= WORK REQUEST =
The records that follow must be repeated exactly as they stand.

= EXERCISE INPUTS =
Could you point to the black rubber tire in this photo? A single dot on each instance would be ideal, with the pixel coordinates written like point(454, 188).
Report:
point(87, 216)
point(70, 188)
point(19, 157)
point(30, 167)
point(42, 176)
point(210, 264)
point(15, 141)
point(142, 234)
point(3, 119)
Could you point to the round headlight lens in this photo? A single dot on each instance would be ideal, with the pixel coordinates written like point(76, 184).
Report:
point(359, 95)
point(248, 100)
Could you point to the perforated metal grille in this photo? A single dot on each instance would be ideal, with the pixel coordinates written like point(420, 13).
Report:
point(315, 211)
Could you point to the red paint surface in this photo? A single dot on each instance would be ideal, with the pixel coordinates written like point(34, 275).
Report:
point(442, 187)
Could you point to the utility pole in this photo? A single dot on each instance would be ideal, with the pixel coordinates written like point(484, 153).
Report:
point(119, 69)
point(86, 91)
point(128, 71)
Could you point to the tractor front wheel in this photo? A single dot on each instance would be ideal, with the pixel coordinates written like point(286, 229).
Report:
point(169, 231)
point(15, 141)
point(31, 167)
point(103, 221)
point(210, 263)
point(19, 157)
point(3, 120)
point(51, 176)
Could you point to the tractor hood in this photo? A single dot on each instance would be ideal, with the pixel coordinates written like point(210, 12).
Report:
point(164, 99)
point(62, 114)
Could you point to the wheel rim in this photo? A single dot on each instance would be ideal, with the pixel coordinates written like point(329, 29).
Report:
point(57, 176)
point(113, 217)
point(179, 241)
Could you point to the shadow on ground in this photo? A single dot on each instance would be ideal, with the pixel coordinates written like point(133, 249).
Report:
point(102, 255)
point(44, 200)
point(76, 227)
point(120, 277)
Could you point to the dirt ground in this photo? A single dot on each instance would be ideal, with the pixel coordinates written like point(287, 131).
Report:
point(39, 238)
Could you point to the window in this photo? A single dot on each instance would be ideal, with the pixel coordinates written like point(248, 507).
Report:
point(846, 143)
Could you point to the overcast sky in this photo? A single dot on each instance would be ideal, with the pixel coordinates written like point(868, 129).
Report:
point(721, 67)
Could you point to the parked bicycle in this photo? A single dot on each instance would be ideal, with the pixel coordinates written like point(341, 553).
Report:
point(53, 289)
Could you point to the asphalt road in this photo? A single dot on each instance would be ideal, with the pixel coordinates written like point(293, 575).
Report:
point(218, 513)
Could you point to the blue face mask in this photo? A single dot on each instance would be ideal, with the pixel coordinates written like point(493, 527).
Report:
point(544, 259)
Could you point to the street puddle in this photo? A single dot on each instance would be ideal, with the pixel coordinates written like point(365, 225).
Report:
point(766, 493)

= ANSWER AREA =
Could you point to the black rubber tire in this photo? A single dot on each instance would be ideal, with the pixel coordinates written like point(454, 188).
Report:
point(87, 216)
point(70, 188)
point(19, 157)
point(30, 167)
point(42, 176)
point(210, 264)
point(15, 141)
point(142, 234)
point(3, 119)
Could you point to the round headlight lens in this photo? A single dot on each instance would be ideal, with the pixel coordinates written like point(76, 184).
Report:
point(359, 95)
point(248, 100)
Could you point to the perforated metal grille in this photo? A single dot on each instance would be ideal, with the pixel coordinates written like point(420, 13).
Report:
point(315, 211)
Could you point to the red paint surface in this photo? A single dot on each instance would be ideal, with the pixel coordinates written like point(34, 275).
Report:
point(442, 187)
Could you point to the utility pole in this photo? A single dot on each instance would be ideal, with the pixel coordinates written like point(484, 153).
Report:
point(119, 69)
point(86, 91)
point(128, 71)
Could you point to the tractor front wheel in this photo? A single dot on each instance would be ideal, with the pixel coordinates written like point(286, 229).
Report:
point(169, 231)
point(15, 141)
point(31, 167)
point(103, 221)
point(210, 263)
point(19, 157)
point(3, 120)
point(51, 176)
Could you point to the tractor hood in this photo? A single dot on each instance would be ideal, with the pixel coordinates written like point(210, 12).
Report:
point(164, 99)
point(62, 114)
Could you point to the wheel rim in this photo? A single dot on each instance would be ideal, with the pixel coordinates written like point(329, 29).
Report:
point(57, 176)
point(113, 217)
point(179, 241)
Could you point to the shadow on ground in this photo? A single dot on each instance would be ideal, with the pixel coordinates written like point(133, 249).
Report:
point(102, 255)
point(44, 200)
point(76, 227)
point(120, 277)
Could you point to the dirt ground in this photo? A single dot on each instance would be ideal, with the pixel coordinates written like point(287, 131).
Report:
point(39, 238)
Could you point to the window in this photo? A single dot on each instance would be ideal, with the pixel coordinates written like point(248, 507).
Report:
point(846, 143)
Could you point to the overcast sky in this photo? A single dot on each instance would be ideal, with the pixel coordinates written like point(868, 129).
Report:
point(721, 67)
Could you point to the parked bicycle in this photo? A single dot on each instance would be ideal, with the pixel coordinates written like point(341, 553).
Report:
point(53, 289)
Could you point to the asphalt road in this photo? A single dot on each instance would be ideal, with the pixel coordinates written like point(293, 575).
Report:
point(218, 513)
Could you point to the blue face mask in this photo? A single dot on each instance would be ideal, with the pixel coordinates written like point(493, 527).
Report:
point(544, 259)
Could you point to the street puddle in this photo? A single dot on each instance would be ideal, with the pixel coordinates written like point(365, 225).
Report:
point(766, 493)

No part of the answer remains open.